** TASK REQUIREMENTS **
Lines in the listing below that hold "background" are the ones to copy.

** DATA SUPPLIED **
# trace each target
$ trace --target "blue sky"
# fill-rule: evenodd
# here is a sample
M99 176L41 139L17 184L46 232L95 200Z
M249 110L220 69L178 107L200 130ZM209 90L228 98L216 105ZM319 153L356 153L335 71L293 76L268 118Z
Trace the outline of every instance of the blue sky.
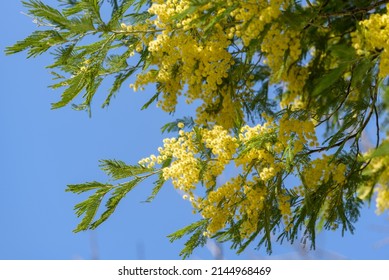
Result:
M73 207L85 197L64 190L67 184L104 182L100 159L135 163L154 153L163 138L160 127L181 115L153 106L141 111L153 88L134 93L130 81L107 109L99 106L109 84L102 88L92 118L71 108L51 110L60 91L47 87L52 83L45 69L50 57L26 59L25 53L3 52L36 28L22 11L20 1L7 1L0 10L0 259L179 259L183 243L171 244L166 236L197 217L170 184L150 204L141 202L153 181L142 183L100 228L78 234L72 232L79 221ZM377 216L374 205L366 208L356 227L354 235L344 238L339 231L320 234L319 249L308 254L299 245L286 244L276 246L270 257L252 249L236 256L226 245L223 254L228 259L389 259L387 213ZM192 258L212 259L211 247Z

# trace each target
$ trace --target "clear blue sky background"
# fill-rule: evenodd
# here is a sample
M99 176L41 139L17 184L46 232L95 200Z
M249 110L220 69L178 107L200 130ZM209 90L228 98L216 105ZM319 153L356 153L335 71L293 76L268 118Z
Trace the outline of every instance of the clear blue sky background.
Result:
M134 163L154 153L163 138L160 127L181 115L153 106L140 111L152 88L134 93L130 82L108 109L99 108L109 85L102 88L92 118L70 108L50 110L60 95L47 87L50 57L27 60L25 53L6 57L3 52L36 29L22 11L20 1L6 1L0 10L0 259L178 259L183 243L171 244L166 236L197 217L171 185L148 204L141 201L152 181L143 183L100 228L78 234L72 232L79 221L73 207L84 197L64 190L67 184L104 182L99 159ZM227 259L389 259L387 213L377 216L374 205L365 208L356 227L344 238L339 231L320 234L315 252L284 244L270 257L251 248L236 256L223 245L223 254ZM192 258L212 259L211 247Z

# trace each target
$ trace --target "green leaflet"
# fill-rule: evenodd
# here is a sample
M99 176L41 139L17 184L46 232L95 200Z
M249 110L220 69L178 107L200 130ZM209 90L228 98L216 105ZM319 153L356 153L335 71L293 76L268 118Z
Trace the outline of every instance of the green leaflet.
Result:
M136 67L130 67L125 70L125 72L119 73L115 76L115 81L112 84L112 87L109 91L107 98L105 99L102 107L106 107L111 102L111 99L117 92L119 92L123 83L137 70Z
M146 168L141 165L127 165L121 160L101 160L100 168L114 180L125 179L137 175L150 173L153 168Z
M66 38L56 30L34 31L24 40L16 42L13 46L7 47L7 55L28 50L27 57L35 57L48 51L52 46L64 43Z
M158 64L158 57L153 57L154 53L149 52L147 43L144 45L142 41L145 38L142 36L150 36L147 40L152 40L163 34L163 30L161 30L163 27L158 27L158 25L153 25L152 21L148 21L158 18L158 16L148 12L147 8L152 4L151 1L77 0L61 2L65 3L65 8L56 9L44 4L44 1L23 2L28 9L28 14L33 17L34 22L41 29L6 49L7 54L26 51L28 57L51 52L54 62L48 68L53 70L53 79L57 80L52 88L63 90L60 100L52 104L53 109L73 105L75 109L90 110L91 103L104 80L111 82L111 88L103 103L103 107L107 106L123 83L128 81L133 74L149 71L150 75L156 75L158 71L162 70L159 67L164 65ZM110 9L104 10L106 7L104 4L107 2L110 5L106 6ZM212 238L232 243L231 248L238 253L258 238L258 246L264 245L270 253L274 234L279 232L278 241L287 240L293 243L298 236L301 236L302 231L303 242L310 240L312 247L315 246L318 228L330 229L336 224L341 226L342 232L346 230L352 232L353 223L358 218L358 207L361 203L355 196L356 186L367 182L370 188L369 198L371 198L374 188L371 184L377 181L379 175L368 174L368 172L361 175L366 166L359 162L361 154L361 149L358 146L359 140L365 128L372 124L371 120L374 117L377 119L375 126L377 127L376 135L379 138L379 121L384 116L381 112L385 106L386 109L389 107L389 91L385 87L379 88L377 86L380 83L385 83L384 79L377 78L379 77L377 73L383 50L376 48L371 50L370 54L368 52L362 55L357 54L353 45L353 34L358 31L361 20L368 19L375 12L386 13L384 5L378 7L375 6L377 3L372 4L371 1L363 0L358 1L358 3L348 1L346 4L339 4L339 1L327 1L326 4L318 3L317 6L308 5L305 7L302 6L301 1L291 1L290 6L283 6L279 16L269 19L268 24L263 26L261 30L250 30L253 28L250 26L251 21L254 22L257 18L254 16L245 22L244 17L237 17L235 8L241 5L239 1L235 1L233 5L218 1L207 6L206 9L201 9L209 2L205 0L189 1L184 11L171 18L167 37L175 36L175 34L179 36L183 30L184 33L186 32L185 36L190 36L188 37L190 42L195 39L196 44L203 47L201 44L207 42L208 38L212 38L212 32L215 31L216 27L218 32L220 30L226 34L232 32L232 36L228 36L229 45L223 46L223 50L229 52L230 58L228 59L232 59L234 64L230 65L231 67L226 70L220 83L218 82L216 88L212 89L215 96L209 96L210 98L200 106L204 105L205 112L210 115L228 109L229 106L233 107L231 112L234 110L241 112L241 114L236 114L235 126L229 131L234 137L239 137L240 128L245 124L256 125L264 122L265 120L261 116L263 112L274 117L275 121L273 124L274 133L261 133L248 143L240 143L236 156L239 158L250 151L255 152L255 150L265 149L276 144L278 141L277 124L285 114L290 114L289 117L298 116L301 120L312 118L319 127L318 131L326 126L325 129L328 133L325 135L326 140L322 142L321 147L308 148L304 146L301 152L294 154L293 137L297 137L297 133L292 132L291 139L285 147L282 147L283 150L276 159L284 164L282 171L279 171L276 177L267 180L267 182L258 181L253 186L253 188L266 186L267 194L264 198L266 202L264 208L258 210L260 213L257 213L255 221L250 221L253 223L252 232L241 236L242 227L249 219L248 214L241 213L239 218L231 217L225 227L215 233ZM245 4L256 5L258 3L252 1L252 3ZM258 8L262 9L263 7ZM245 9L249 11L250 8L247 6ZM355 15L352 15L353 11L356 11ZM191 19L195 13L196 18ZM105 16L109 14L111 18L105 20ZM181 22L187 19L190 20L189 26L183 25ZM139 36L140 34L125 31L121 27L122 23L149 25L140 31L142 34ZM185 29L178 26L185 26ZM237 28L238 26L239 28ZM280 26L282 28L279 30L280 34L288 30L295 32L294 34L298 34L296 36L298 36L298 43L301 45L301 54L296 58L296 61L289 61L290 52L294 50L291 45L282 46L282 53L274 52L275 57L272 59L279 59L280 62L283 62L279 69L270 69L265 60L270 61L269 58L273 54L262 52L262 43L269 39L267 36L271 35L269 33L272 31L271 26ZM180 28L180 32L175 33L174 28ZM249 44L243 44L244 37L241 35L256 31L258 33L255 38ZM217 48L217 42L218 40L215 40L214 45L207 47ZM140 43L143 44L141 48L138 47ZM138 51L134 53L136 49ZM140 49L142 50L139 51ZM199 49L201 50L201 48ZM177 48L177 51L179 52L180 48ZM164 57L168 53L158 55ZM190 63L185 62L185 59L180 58L179 55L176 58L172 61L174 67L171 69L170 66L168 67L171 72L169 73L172 75L171 78L174 79L180 79L180 75L184 73L183 69L188 65L198 71L213 66L207 65L207 61L201 56L199 56L201 59L189 57L194 59ZM213 64L215 66L222 65L225 62L224 59L227 57L218 58L218 60L213 61ZM295 88L292 87L292 78L289 81L282 80L285 74L289 74L288 71L292 73L292 67L304 70L295 72L297 76L304 75L302 80L308 77L305 84L301 82L301 90L299 77L296 77L298 84L295 85ZM215 67L214 70L217 72L218 67ZM162 72L159 73L162 74ZM205 71L204 76L196 81L199 85L196 90L201 91L208 84L212 84L212 75L209 73ZM274 81L270 80L270 77ZM110 78L112 79L110 80ZM182 85L182 96L185 98L184 91L188 86L188 80L180 82L182 82L180 84ZM168 80L167 82L159 81L156 93L151 96L142 109L148 108L158 98L164 98L168 89ZM292 110L292 106L285 110L280 109L278 101L283 98L283 95L288 94L296 94L296 98L305 102L304 105L307 107L298 108L296 111ZM201 95L202 92L199 92L199 96ZM231 97L232 103L230 105L224 102L228 100L225 98L227 96ZM79 104L72 104L75 100L79 101L80 99ZM202 133L200 131L219 125L216 123L218 120L207 120L205 123L199 124L191 116L188 116L166 124L162 127L162 132L177 132L179 130L178 122L183 122L185 129L193 128L195 133L193 145L198 148L195 156L198 157L196 160L199 169L199 185L204 183L205 178L213 180L212 184L208 184L208 189L200 191L204 196L207 196L219 187L215 176L211 179L205 176L206 171L212 168L213 161L217 158L212 154L211 148L207 148L201 139ZM298 130L296 129L296 131ZM346 174L344 174L347 182L334 185L330 179L312 189L305 185L304 168L309 165L311 157L314 158L314 155L321 153L330 153L333 155L334 161L344 163L347 166ZM345 154L348 154L348 157ZM384 142L372 153L371 157L388 154L389 145ZM160 169L147 168L137 164L129 165L120 160L100 161L100 167L108 175L109 183L88 182L69 185L67 188L68 192L75 194L89 193L84 201L75 206L76 215L82 217L75 231L94 229L101 225L115 212L122 199L135 186L156 175L157 179L154 181L154 187L146 202L152 201L165 183L163 168L170 166L173 160L175 159L166 159L161 164ZM268 165L270 167L271 163L263 162L261 166L261 159L254 158L252 162L248 163L248 171L245 174L239 174L239 176L248 181L254 176L258 177L261 168L267 168ZM366 168L367 170L368 168ZM384 172L384 170L380 172ZM306 192L305 196L299 196L297 191L294 192L290 188L293 186L286 185L286 179L289 175L300 176L301 184L304 187L302 191ZM120 181L117 182L118 180ZM278 205L277 195L283 191L290 194L288 202L290 202L293 212L291 215L293 226L291 227L289 227L290 225L283 227L283 217L279 209L280 205ZM334 199L328 199L328 197ZM240 194L239 202L243 202L245 199L247 196L244 193ZM239 202L237 202L236 209L239 209ZM331 211L325 212L326 207ZM195 210L201 212L201 209ZM189 236L181 256L187 258L196 247L205 244L207 237L203 233L206 231L208 222L208 220L203 219L169 235L171 241L185 235Z
M134 66L128 64L127 59L133 51L130 46L136 45L139 38L120 31L120 23L128 16L129 9L135 4L143 6L146 2L121 1L120 6L115 2L111 3L112 18L108 23L101 17L104 1L100 0L66 2L62 10L39 0L23 2L27 13L45 30L34 31L7 47L5 52L10 55L27 51L27 57L35 57L52 51L55 61L48 68L57 70L53 72L53 79L62 80L52 88L65 87L61 99L52 104L53 109L69 105L82 94L83 101L79 105L73 104L73 108L90 112L93 97L103 80L113 75L113 86L103 103L103 107L107 106L111 97L137 69L147 67L144 63L147 61L147 49L141 52ZM150 17L137 7L137 12L131 16L134 24Z
M180 256L182 256L183 259L188 258L197 247L205 245L207 238L203 233L207 229L207 223L207 220L202 219L168 235L170 242L173 242L177 239L181 239L185 235L193 233L192 236L185 242L184 249L180 252Z
M102 3L101 0L77 1L73 5L70 5L68 8L63 9L63 14L67 17L70 17L84 11L87 14L92 16L91 18L96 24L104 25L104 22L100 14L101 3Z
M329 70L316 83L312 95L326 94L326 90L331 88L347 69L348 64L340 64L337 68Z
M165 133L165 132L178 132L178 130L179 130L178 124L179 123L183 123L184 127L186 127L187 129L191 129L195 125L194 119L192 117L183 117L182 119L177 119L174 122L170 122L170 123L165 124L161 128L162 133Z
M384 100L384 106L386 110L389 110L389 86L386 85L383 87L383 100Z
M62 93L60 101L51 104L52 109L66 106L85 88L87 85L86 72L66 80L65 83L68 84L68 88ZM61 82L61 84L64 84L64 82Z
M23 5L29 9L28 13L38 20L45 20L49 23L66 29L70 26L70 21L57 9L44 4L42 1L30 0L22 1Z
M157 92L156 94L154 94L145 104L143 104L141 110L145 110L145 109L149 108L149 106L151 104L153 104L156 100L158 100L159 95L160 95L160 92Z
M99 188L93 195L91 195L85 201L78 203L74 210L76 211L77 217L84 215L81 222L75 228L74 232L87 230L91 227L93 219L100 207L101 201L104 196L111 190L110 186L103 186Z
M368 157L381 157L389 155L389 142L382 143L378 148Z
M171 159L165 160L162 167L170 165ZM106 221L116 210L120 201L140 182L148 177L160 172L154 168L147 168L141 165L128 165L120 160L101 160L100 168L108 175L112 180L128 179L123 183L118 184L103 184L100 182L88 182L84 184L68 185L66 191L81 194L89 191L94 191L84 201L78 203L74 210L77 217L83 216L81 222L78 224L75 232L95 229ZM151 201L161 189L164 184L162 173L159 173L159 180L154 182L155 187L152 195L148 198ZM104 207L101 206L102 201L107 198ZM96 218L97 212L104 208L103 213Z
M108 199L105 204L106 210L101 214L100 218L95 220L93 223L90 223L89 229L95 229L105 220L107 220L112 213L115 211L119 202L130 192L137 184L139 184L143 178L135 178L129 182L118 185L113 191L111 197Z
M340 61L348 63L355 59L355 49L345 44L336 44L328 48L331 55L337 57Z
M124 0L121 5L112 13L111 19L107 23L107 28L116 28L120 25L120 20L123 18L127 10L133 5L135 0Z
M102 184L99 182L69 185L66 189L68 192L80 194L87 191L95 191L94 194L74 207L77 217L83 216L74 232L95 229L106 221L127 193L144 179L144 177L136 177L118 185ZM105 204L105 211L96 219L96 213L101 208L101 202L107 195L110 195L110 197Z

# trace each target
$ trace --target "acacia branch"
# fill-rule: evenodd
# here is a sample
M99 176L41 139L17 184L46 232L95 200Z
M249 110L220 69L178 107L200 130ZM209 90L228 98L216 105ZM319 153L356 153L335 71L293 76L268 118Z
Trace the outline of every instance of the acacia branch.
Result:
M366 126L370 122L370 119L373 116L373 114L377 113L376 112L376 110L377 110L376 109L376 101L377 101L376 93L371 98L372 98L372 104L370 106L369 114L367 115L366 120L362 123L362 125L359 127L359 129L355 133L347 136L346 138L344 138L344 139L342 139L342 140L340 140L340 141L338 141L335 144L332 144L330 146L325 146L325 147L320 147L320 148L317 148L314 150L309 150L309 152L307 154L310 155L310 154L316 153L316 152L328 151L329 149L339 147L339 146L343 145L344 143L346 143L347 141L356 138L366 128Z

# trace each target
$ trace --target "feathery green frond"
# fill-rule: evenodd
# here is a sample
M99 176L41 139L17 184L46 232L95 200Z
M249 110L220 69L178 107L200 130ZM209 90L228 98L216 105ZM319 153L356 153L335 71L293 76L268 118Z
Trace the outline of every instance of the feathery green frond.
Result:
M192 236L185 242L184 249L180 252L180 256L182 256L182 258L188 258L193 253L194 249L205 245L207 238L204 235L204 232L206 232L207 223L207 220L202 219L168 235L170 242L173 242L177 239L183 238L185 235L192 234Z
M11 47L7 47L5 53L10 55L27 50L27 57L35 57L45 53L51 47L65 42L66 38L56 30L34 31L24 40L16 42Z
M23 5L28 8L28 13L34 16L40 21L47 21L52 24L53 27L67 29L70 25L70 21L57 9L44 4L39 0L22 1Z
M58 109L66 106L72 101L87 85L86 73L81 72L73 78L60 83L61 86L68 86L62 93L61 100L51 104L52 109Z
M90 228L93 219L96 216L96 213L100 207L100 204L104 196L111 190L111 187L102 187L99 188L93 195L91 195L87 200L78 203L74 210L76 211L77 217L84 215L81 222L77 225L74 232L79 232L87 230Z
M101 160L100 168L114 180L125 179L137 175L150 173L153 168L147 168L142 165L127 165L121 160Z
M165 124L162 128L161 131L162 133L165 132L177 132L179 130L178 124L183 123L184 127L187 129L192 129L195 126L194 120L192 117L183 117L182 119L177 119L174 122L170 122Z
M75 184L75 185L68 185L66 191L67 192L72 192L76 194L80 194L83 192L95 190L95 189L101 189L107 187L106 184L102 184L100 182L88 182L84 184Z
M162 165L161 165L161 170L163 170L164 168L170 166L170 164L172 163L172 158L171 157L168 157L166 160L164 160L162 162ZM157 194L159 193L159 191L162 189L163 185L165 184L166 182L166 179L163 177L163 171L159 173L158 175L158 180L154 182L154 187L153 187L153 190L151 192L151 195L146 199L145 202L151 202L154 200L154 198L157 196Z
M375 191L379 211L389 209L386 1L59 2L24 1L40 30L5 50L52 55L51 88L62 90L53 109L90 113L109 81L105 107L135 76L135 90L155 84L142 110L158 101L180 112L185 99L193 111L161 128L178 135L159 155L102 160L109 183L68 186L92 192L75 206L75 231L101 225L154 175L146 202L171 180L201 215L169 235L189 236L183 258L207 238L271 253L302 234L314 248L321 230L353 233L361 199ZM367 133L371 152L362 148Z
M105 204L106 210L93 223L91 220L88 220L90 222L88 228L95 229L101 223L106 221L115 211L119 202L127 195L127 193L129 193L142 180L143 178L135 178L129 182L119 184L118 186L116 186L111 194L111 197L108 199L107 203Z

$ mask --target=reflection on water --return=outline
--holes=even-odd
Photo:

** RESULT OF THIS EXERCISE **
$ trace --target "clear blue sky background"
Trace the outline of every instance of the clear blue sky background.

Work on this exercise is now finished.